Location annotation dataset excerpts
___

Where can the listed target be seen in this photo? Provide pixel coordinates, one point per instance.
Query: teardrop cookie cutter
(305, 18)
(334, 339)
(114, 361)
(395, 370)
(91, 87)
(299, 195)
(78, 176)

___

» TASK GOAL
Rewrite every row above, replacing "cookie cutter" with "biscuit cutter" and leaving all other text and every point unchanged.

» RESULT BELOW
Where can the listed target be seen in this photo? Provide pixel coordinates, one point per instance.
Query: teardrop biscuit cutter
(305, 18)
(334, 339)
(114, 361)
(395, 370)
(91, 87)
(299, 195)
(78, 176)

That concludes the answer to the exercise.